- [RECORDS TO PROCESS]:
---------------

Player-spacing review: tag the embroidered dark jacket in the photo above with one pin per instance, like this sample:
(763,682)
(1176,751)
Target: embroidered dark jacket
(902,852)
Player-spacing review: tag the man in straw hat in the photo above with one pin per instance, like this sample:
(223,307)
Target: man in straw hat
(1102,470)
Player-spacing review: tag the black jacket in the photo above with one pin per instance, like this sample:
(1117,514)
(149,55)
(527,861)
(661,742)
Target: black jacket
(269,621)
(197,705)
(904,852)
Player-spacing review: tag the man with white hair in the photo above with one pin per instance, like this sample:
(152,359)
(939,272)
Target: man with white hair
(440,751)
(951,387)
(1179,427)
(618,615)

---------------

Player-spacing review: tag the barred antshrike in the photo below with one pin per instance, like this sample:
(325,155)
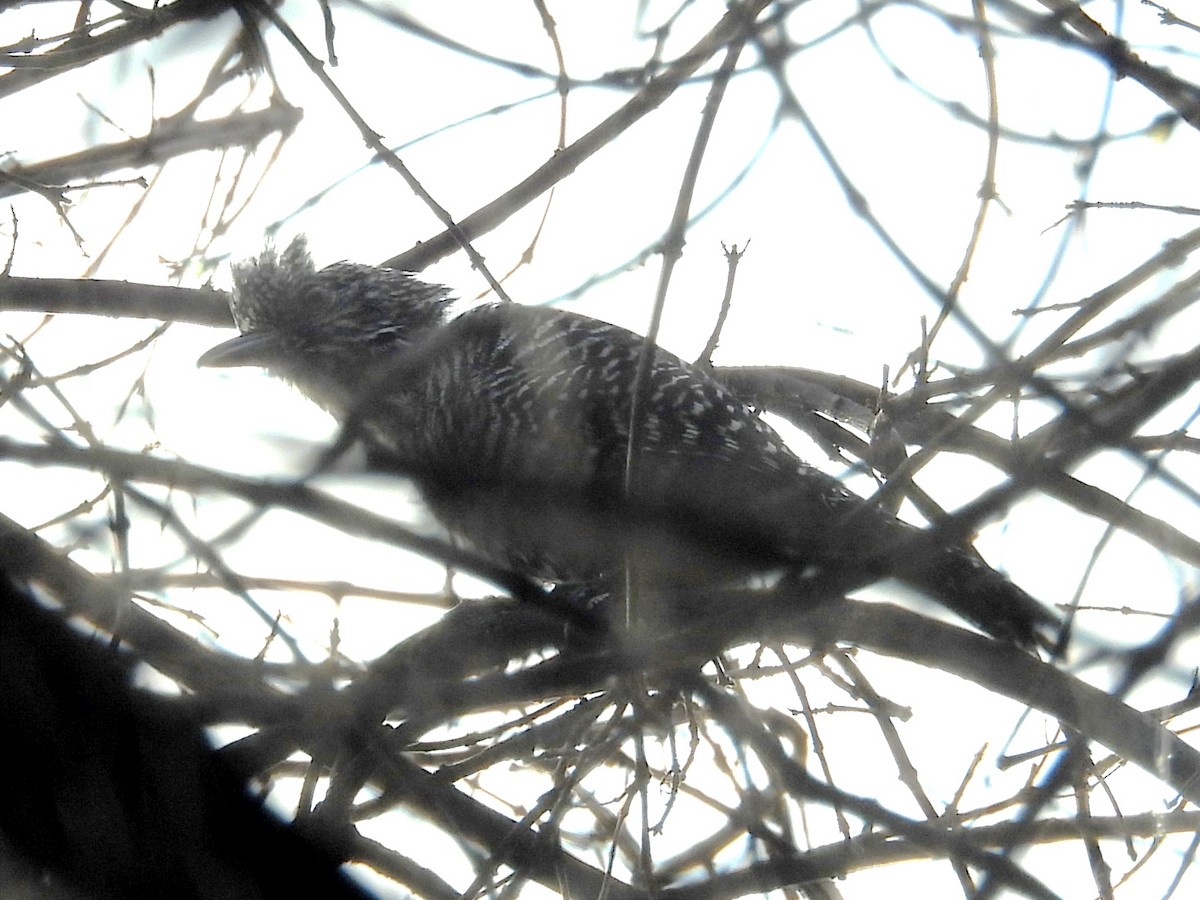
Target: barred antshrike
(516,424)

---------------

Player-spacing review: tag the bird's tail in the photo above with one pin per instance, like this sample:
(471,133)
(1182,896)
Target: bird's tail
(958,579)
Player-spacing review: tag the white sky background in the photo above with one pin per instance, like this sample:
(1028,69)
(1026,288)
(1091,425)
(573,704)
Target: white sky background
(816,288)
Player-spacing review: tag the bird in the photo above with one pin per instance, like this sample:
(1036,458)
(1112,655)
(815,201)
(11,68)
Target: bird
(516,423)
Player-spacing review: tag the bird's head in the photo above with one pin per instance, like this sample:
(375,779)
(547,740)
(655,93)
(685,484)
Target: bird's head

---------------

Find every line of the data above that holds the word "jacket", and copy each one.

Player-spacing review: tag the embroidered dark jacket in the photo above with one pin per instance, like this sample:
Target: embroidered dark jacket
Player-spacing review: tag the black jacket in the photo above with one pin per instance, like this sample:
Target: black jacket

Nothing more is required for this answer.